## EXCERPT PROVIDED
Women’s Mental Health Expert Interview: Marelin Dost, LICSW

Date Posted

February 24, 2022


Marelin Vergara Dost, LICSW.

As part of our Women’s Mental Health Educational Series, we are presenting expert opinions on the subject of women’s mental health. This interview is with Marelin Dost, LICSW. Ms. Dost is a licensed independent clinical social worker who earned her Master’s degree in social work from Bridgewater State University. She provides a non-judgmental, supportive, and identity-affirming space for the clients that seek her services. Among her specialties, she helps families work through conflict and offers trauma-informed therapeutic support.

Why do you think it’s important to focus on women’s mental health?

There is societal pressure and socialization for women to be caretakers, be strong, and push through feelings to complete day-to-day responsibilities. This sets up a situation where women are unable to rest or have time to take care of themselves. In a world where so much is unknown and productivity is revered, many women can suffer from mental health challenges in silence. This experience can be lonely and can begin to increase the risk for comorbidity of mental and physical health challenges. If mental health was talked about openly, many women would see they are not alone. They could find help to manage their mental health challenges.

What barriers do women face when addressing issues such as major depressive disorder and postpartum depression?

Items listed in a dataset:
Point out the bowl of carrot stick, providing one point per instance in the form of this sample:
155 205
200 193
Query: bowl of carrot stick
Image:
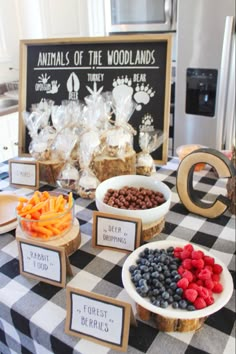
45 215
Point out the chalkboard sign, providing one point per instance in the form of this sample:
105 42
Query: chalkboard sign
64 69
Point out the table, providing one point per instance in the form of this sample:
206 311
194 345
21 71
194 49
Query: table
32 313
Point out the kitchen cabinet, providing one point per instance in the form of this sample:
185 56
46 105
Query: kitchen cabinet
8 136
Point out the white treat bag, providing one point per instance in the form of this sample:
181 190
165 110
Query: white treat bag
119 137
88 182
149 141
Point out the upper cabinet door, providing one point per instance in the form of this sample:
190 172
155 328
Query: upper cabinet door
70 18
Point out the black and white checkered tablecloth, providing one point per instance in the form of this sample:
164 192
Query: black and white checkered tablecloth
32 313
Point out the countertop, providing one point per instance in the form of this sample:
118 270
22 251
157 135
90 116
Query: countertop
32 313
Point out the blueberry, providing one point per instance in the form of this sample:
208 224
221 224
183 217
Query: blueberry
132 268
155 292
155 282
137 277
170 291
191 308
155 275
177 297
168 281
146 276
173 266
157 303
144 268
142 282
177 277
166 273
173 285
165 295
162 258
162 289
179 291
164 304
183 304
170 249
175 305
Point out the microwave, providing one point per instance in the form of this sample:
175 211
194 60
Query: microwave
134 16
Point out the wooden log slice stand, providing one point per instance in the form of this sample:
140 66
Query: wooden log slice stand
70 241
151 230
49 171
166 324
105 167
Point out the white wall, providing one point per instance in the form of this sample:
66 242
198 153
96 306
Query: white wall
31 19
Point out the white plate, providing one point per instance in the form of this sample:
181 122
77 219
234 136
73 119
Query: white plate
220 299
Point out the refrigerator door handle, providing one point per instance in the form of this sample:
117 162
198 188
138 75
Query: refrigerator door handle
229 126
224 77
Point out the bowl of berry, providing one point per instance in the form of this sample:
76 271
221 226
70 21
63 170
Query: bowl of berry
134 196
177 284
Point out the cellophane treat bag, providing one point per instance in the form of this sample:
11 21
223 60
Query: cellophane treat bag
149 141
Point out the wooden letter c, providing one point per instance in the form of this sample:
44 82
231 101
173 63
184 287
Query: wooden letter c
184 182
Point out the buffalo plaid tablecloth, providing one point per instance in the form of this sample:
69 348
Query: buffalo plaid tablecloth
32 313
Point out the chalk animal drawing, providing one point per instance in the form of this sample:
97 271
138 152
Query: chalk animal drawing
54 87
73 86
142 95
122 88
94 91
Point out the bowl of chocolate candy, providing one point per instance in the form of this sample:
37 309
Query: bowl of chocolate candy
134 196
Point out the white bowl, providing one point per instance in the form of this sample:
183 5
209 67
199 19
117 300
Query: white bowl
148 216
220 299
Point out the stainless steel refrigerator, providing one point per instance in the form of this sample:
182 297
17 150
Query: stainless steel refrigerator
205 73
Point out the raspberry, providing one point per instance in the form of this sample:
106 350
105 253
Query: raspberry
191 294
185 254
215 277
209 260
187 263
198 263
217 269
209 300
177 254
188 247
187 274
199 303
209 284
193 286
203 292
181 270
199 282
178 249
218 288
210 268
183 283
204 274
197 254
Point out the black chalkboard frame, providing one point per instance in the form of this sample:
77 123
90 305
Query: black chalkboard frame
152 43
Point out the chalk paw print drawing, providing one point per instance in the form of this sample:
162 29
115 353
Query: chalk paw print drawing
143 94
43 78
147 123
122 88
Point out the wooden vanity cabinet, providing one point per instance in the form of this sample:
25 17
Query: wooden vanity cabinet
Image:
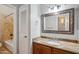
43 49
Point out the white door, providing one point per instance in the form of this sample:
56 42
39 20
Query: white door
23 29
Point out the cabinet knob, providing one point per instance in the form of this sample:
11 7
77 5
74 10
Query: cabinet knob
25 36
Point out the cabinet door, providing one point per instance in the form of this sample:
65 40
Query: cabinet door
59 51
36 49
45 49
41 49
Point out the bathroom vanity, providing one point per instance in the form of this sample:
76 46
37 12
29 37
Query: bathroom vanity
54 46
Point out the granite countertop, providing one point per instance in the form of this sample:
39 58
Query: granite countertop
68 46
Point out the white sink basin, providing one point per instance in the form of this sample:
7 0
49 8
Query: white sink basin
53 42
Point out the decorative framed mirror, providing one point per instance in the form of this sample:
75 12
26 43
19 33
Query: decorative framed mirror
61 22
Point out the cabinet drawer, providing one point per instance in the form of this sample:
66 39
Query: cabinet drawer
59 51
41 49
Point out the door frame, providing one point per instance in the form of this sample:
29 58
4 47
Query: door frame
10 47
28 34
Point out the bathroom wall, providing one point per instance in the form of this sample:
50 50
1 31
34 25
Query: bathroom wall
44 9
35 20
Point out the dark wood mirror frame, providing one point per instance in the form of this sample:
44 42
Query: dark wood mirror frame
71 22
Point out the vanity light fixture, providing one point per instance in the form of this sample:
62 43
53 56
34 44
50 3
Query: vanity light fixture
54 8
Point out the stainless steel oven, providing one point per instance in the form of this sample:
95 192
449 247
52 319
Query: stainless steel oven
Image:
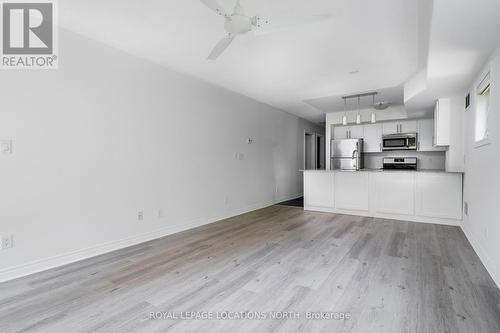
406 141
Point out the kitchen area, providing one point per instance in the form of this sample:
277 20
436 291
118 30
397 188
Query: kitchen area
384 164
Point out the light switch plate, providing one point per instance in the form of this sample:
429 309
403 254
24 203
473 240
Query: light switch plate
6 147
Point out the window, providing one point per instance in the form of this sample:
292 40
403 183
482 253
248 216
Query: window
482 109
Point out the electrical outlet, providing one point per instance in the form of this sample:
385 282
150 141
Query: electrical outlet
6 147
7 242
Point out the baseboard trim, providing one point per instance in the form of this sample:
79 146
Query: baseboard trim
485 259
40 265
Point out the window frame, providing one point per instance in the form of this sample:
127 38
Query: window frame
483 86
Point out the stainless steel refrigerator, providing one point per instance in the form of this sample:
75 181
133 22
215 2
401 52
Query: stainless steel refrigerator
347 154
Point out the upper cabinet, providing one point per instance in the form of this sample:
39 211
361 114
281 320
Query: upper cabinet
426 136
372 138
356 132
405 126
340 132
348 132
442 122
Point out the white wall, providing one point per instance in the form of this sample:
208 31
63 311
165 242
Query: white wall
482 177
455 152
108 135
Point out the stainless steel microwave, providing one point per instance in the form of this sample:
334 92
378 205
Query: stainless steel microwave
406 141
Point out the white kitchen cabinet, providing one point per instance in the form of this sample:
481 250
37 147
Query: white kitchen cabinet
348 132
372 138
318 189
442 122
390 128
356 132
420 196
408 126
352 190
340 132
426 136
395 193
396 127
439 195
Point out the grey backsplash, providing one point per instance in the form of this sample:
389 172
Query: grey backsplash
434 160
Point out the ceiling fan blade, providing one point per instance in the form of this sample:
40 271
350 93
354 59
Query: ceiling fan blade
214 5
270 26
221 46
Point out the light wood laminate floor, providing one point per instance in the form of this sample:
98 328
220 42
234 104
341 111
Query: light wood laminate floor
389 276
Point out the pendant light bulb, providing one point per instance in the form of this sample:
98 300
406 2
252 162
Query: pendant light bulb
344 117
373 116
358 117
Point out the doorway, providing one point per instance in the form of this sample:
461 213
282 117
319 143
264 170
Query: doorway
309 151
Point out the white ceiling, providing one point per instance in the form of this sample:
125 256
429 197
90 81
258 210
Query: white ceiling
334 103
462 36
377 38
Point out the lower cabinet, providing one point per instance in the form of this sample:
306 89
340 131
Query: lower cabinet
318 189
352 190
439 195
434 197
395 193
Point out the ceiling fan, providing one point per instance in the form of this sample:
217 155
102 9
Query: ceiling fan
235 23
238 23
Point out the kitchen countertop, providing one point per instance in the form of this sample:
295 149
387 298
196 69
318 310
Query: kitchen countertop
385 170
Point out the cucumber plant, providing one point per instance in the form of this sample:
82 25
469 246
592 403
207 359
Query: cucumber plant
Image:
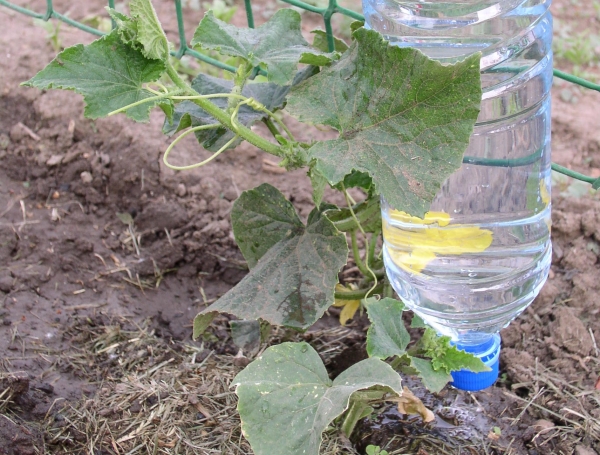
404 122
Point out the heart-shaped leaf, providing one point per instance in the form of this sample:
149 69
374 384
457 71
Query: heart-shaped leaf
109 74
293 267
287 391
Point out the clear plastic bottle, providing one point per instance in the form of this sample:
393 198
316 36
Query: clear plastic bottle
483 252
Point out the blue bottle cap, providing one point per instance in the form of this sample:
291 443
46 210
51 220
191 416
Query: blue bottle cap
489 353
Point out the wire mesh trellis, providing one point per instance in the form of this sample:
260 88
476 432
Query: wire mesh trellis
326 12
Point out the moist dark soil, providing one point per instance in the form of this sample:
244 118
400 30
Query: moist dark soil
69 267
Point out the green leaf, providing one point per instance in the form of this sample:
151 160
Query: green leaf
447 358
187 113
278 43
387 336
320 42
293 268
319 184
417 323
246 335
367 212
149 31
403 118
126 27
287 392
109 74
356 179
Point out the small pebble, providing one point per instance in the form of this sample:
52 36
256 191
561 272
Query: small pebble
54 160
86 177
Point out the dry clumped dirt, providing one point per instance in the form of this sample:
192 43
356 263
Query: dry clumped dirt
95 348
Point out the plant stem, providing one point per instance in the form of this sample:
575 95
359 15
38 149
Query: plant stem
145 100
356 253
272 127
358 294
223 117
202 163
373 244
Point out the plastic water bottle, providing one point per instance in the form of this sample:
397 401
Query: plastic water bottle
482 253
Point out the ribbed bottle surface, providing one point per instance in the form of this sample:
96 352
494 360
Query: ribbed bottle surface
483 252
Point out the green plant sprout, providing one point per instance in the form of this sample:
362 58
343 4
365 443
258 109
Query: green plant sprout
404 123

* * *

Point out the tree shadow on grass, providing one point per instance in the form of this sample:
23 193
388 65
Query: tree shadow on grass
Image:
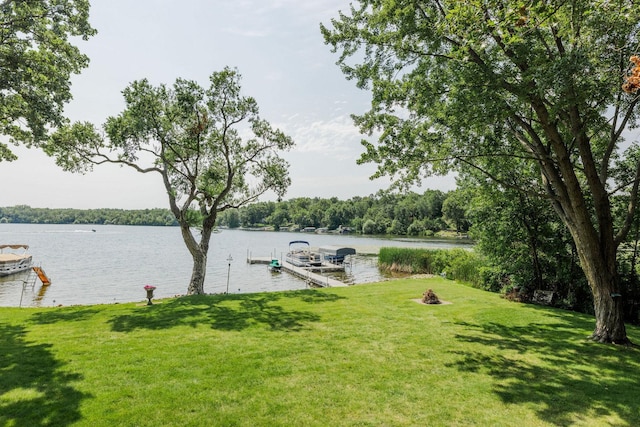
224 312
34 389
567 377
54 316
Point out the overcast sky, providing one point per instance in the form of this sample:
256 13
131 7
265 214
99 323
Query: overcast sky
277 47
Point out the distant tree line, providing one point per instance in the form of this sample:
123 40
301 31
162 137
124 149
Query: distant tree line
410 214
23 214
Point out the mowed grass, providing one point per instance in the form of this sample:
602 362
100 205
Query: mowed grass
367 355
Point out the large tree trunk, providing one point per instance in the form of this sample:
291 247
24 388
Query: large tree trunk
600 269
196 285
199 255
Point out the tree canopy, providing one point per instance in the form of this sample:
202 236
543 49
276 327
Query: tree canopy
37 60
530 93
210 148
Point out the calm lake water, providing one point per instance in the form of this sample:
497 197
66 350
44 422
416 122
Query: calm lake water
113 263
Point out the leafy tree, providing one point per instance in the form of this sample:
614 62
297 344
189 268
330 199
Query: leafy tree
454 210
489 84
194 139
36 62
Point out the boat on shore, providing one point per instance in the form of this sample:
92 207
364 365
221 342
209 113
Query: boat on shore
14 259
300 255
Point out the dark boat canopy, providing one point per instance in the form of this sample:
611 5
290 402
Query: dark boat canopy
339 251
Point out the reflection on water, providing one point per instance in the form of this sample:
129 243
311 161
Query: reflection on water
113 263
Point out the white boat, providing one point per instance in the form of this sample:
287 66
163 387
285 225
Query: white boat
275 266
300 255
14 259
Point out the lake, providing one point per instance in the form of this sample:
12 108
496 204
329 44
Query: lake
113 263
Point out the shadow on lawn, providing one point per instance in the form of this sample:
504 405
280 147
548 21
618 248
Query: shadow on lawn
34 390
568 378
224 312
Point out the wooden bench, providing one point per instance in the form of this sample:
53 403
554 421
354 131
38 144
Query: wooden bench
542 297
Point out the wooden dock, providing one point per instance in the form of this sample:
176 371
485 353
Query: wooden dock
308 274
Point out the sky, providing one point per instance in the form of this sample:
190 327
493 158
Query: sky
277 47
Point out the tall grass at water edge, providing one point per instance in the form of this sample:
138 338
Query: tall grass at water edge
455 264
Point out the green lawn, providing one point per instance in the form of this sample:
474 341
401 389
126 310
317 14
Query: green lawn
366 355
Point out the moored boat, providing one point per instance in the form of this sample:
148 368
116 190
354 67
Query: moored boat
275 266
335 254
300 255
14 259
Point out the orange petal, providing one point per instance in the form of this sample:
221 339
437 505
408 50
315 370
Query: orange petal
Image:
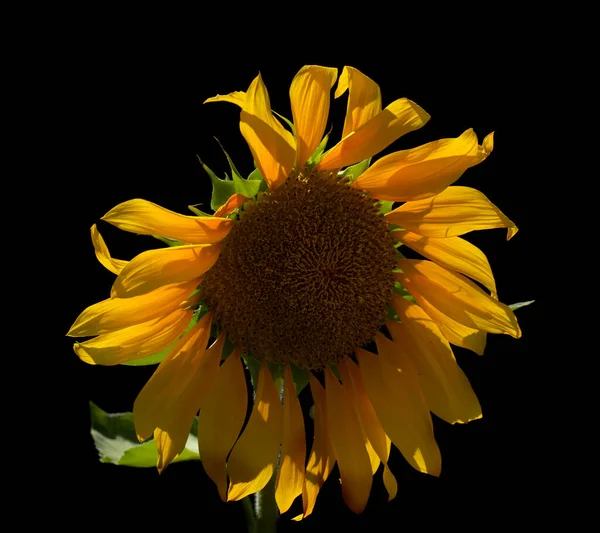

* * *

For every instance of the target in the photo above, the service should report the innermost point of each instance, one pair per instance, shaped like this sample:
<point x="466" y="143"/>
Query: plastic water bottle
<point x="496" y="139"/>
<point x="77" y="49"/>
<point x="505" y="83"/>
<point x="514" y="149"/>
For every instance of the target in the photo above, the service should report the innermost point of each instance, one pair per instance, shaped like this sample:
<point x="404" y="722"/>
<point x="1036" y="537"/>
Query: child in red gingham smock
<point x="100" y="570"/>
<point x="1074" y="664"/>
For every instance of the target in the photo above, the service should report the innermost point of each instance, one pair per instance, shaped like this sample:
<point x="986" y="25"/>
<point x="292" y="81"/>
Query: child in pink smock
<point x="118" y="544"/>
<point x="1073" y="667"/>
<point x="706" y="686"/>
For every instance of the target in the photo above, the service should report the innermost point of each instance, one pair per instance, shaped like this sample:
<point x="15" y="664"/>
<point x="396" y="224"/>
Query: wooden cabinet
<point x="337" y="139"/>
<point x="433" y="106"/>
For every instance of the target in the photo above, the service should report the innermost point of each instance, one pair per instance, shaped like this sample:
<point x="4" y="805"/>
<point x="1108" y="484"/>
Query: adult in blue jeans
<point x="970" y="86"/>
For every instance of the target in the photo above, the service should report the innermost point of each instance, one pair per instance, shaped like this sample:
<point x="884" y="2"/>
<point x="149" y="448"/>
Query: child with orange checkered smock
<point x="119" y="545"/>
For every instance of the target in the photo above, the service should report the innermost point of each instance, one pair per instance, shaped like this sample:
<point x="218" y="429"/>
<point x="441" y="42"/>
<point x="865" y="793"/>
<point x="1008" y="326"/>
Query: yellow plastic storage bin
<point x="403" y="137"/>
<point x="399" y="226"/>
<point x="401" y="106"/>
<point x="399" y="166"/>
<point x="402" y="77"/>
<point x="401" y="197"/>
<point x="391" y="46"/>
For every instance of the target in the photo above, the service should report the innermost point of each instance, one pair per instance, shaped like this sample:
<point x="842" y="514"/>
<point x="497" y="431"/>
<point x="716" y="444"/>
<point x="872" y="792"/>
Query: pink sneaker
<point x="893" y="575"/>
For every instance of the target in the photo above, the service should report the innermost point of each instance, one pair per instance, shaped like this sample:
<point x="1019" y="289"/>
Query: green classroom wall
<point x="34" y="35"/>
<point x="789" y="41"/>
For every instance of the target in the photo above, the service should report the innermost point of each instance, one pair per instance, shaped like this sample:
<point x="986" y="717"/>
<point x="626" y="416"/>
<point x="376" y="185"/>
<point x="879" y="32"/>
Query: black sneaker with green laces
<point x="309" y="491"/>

## THE PROBLEM
Rewrite the interview from "As part of our" up to and including "women’s mental health?", replacing "families" with "couples". The records have no connection to the interview.

## ANSWER BOX
As part of our Women’s Mental Health Educational Series, we are presenting expert opinions on the subject of women’s mental health. This interview is with Marelin Dost, LICSW. Ms. Dost is a licensed independent clinical social worker who earned her Master’s degree in social work from Bridgewater State University. She provides a non-judgmental, supportive, and identity-affirming space for the clients that seek her services. Among her specialties, she helps couples work through conflict and offers trauma-informed therapeutic support.

Why do you think it’s important to focus on women’s mental health?